### Point localization data
>>

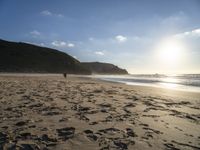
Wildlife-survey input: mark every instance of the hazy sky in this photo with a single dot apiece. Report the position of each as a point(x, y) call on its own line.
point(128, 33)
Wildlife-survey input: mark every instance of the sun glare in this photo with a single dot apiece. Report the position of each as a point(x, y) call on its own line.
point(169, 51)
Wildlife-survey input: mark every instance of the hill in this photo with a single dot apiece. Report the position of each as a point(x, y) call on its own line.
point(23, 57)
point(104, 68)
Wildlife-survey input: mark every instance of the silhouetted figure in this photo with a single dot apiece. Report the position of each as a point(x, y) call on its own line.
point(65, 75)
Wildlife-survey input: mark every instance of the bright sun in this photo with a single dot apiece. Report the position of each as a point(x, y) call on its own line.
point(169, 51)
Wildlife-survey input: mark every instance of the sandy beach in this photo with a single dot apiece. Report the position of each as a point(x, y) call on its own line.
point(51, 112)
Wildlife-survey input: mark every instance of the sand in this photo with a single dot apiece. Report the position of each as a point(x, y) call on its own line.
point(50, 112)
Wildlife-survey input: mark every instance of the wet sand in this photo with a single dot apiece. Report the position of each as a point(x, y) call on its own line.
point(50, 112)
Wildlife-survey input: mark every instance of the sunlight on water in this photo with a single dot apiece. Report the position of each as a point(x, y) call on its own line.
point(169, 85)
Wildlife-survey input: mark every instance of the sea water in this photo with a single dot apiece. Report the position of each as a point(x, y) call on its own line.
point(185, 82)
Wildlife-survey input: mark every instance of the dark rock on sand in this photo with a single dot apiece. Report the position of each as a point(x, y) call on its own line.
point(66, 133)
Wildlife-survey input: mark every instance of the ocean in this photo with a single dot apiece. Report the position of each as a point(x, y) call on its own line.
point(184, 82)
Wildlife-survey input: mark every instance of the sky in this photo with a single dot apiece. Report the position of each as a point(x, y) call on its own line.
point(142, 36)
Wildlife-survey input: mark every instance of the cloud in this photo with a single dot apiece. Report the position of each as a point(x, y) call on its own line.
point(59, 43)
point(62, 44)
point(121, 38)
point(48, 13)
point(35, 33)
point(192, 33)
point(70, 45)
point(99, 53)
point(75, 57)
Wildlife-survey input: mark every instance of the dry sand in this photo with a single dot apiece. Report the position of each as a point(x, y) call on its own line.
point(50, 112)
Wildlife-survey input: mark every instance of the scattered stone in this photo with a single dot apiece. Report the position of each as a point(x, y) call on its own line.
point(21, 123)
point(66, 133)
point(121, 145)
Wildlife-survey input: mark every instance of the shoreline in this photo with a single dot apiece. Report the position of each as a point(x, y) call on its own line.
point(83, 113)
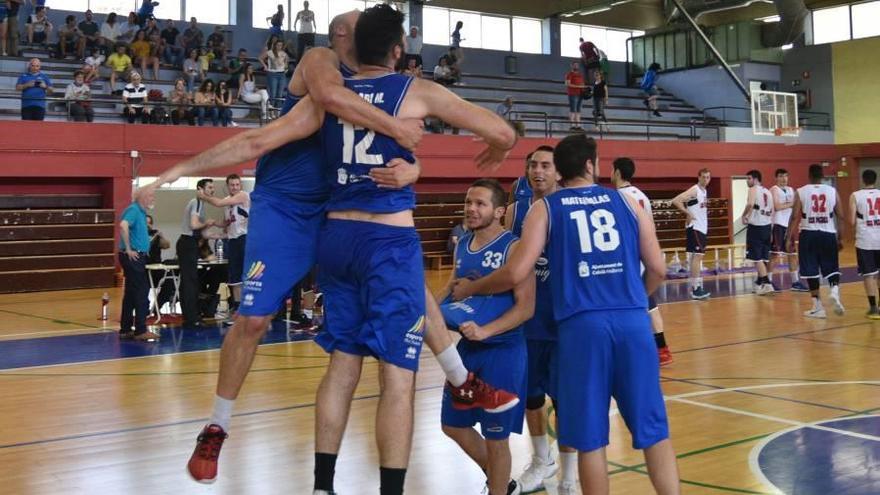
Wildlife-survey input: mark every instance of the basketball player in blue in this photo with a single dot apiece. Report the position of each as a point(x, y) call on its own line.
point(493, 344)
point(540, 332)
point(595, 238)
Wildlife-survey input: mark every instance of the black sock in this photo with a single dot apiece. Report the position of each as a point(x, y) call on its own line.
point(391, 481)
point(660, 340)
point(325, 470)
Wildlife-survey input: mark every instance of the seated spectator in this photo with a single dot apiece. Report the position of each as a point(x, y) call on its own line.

<<

Return all of the entries exactly as written, but drop any pictures they hold.

Wildlife-survey input: mark every instance of the hazy sky in this photo with a single dot apiece. Report the position of each as a point(x, y) call on its own line.
point(128, 33)
Wildlife-survey input: mark every instance of the sun glare in this photo with a single dot apiece. Report the position of each as a point(x, y) call on its own line.
point(169, 51)
Wildlife-survey input: mark every instance of the hill in this photo with a single dot apiece. Report the position of each as a point(x, y) call on its own line.
point(23, 57)
point(104, 68)
Wildlife-survey input: mark every instance of the silhouetted figure in this photo with a single dot apiece. Report the position of each as a point(x, y) call on its own line.
point(65, 75)
Wildlife-survey input: mark every instance of the bright sun in this photo with a single dot apiece. Report the position of each as a point(x, y) call on its own line.
point(169, 51)
Wildlife-survey input: mark every instance of the sandy beach in this photo with a single dot apiece. Report the position of each as a point(x, y) call on its own line.
point(51, 112)
Wildlife-survey input: mark every instance of the sand in this photo with a single dot apiece. Report the position of each as a point(x, y) call on its own line.
point(50, 112)
Wildlife-survey input: mark every instance of the wet sand in this photo with a single dot apiece. Report the position of each as a point(x, y) call on its own line.
point(50, 112)
Wildlife-survey input: mark every instance of the sunlight on water in this photo with a single dot apiece. Report the position of each as a point(x, y) call on its own line.
point(169, 85)
Wildlife-survey input: mark every instance of the sea water in this photo with a single dot apiece. Report the position of each as a point(x, y) call on its own line.
point(185, 82)
Wildlife-survey input: mark every instance of the dark rock on sand in this photo with a single dot apiece. Report the position of each as a point(x, y) call on its own line.
point(66, 133)
Wildlife-survey input: mark every instance of the ocean in this photo with a single dot apiece. Report the position of each as a point(x, y) call on its own line.
point(184, 82)
Wildlife-survey input: mark every instance of the sky in this photo with a single dot apiece. Report the position of each as a point(x, y) call on its own line.
point(142, 36)
Wildlife-survey input: mark every instance of the cloud in this photo with a single dot apiece. Report the position of each as a point(x, y) call on its own line.
point(59, 43)
point(62, 44)
point(121, 38)
point(48, 13)
point(35, 33)
point(192, 33)
point(70, 45)
point(99, 53)
point(75, 57)
Wildlife-survey input: mark every instance of the dry sand in this photo with a single dot apiece. Report the position of each as a point(x, y) call on its own line.
point(50, 112)
Wildlife-survey input: mark every instance of the scattered stone in this photo with a single dot apiece. Report the position of each as a point(x, y) call on its own line.
point(21, 123)
point(66, 133)
point(121, 145)
Wildlife-survey input: mark every instance of the shoreline in this photo with a single dot apiece. Report the position of each as a point(x, y) call on its own line.
point(83, 113)
Wildlife-survey input: mark every instance of the basketball player in blue in this photo with a single dot apiece. Report the position of each as a point(x, y) call on its own line.
point(493, 344)
point(540, 332)
point(595, 238)
Wildlife-survey input: mark every instance of the black sock in this photo with a single dot apiece. Report the position of each as a point(x, y) call on its own line.
point(391, 481)
point(660, 340)
point(325, 470)
Wildlife-survey input: mark every instance of the seated spectator in this photo with a single dot apiece. Report the position of each as a point(x, y) call on its own line.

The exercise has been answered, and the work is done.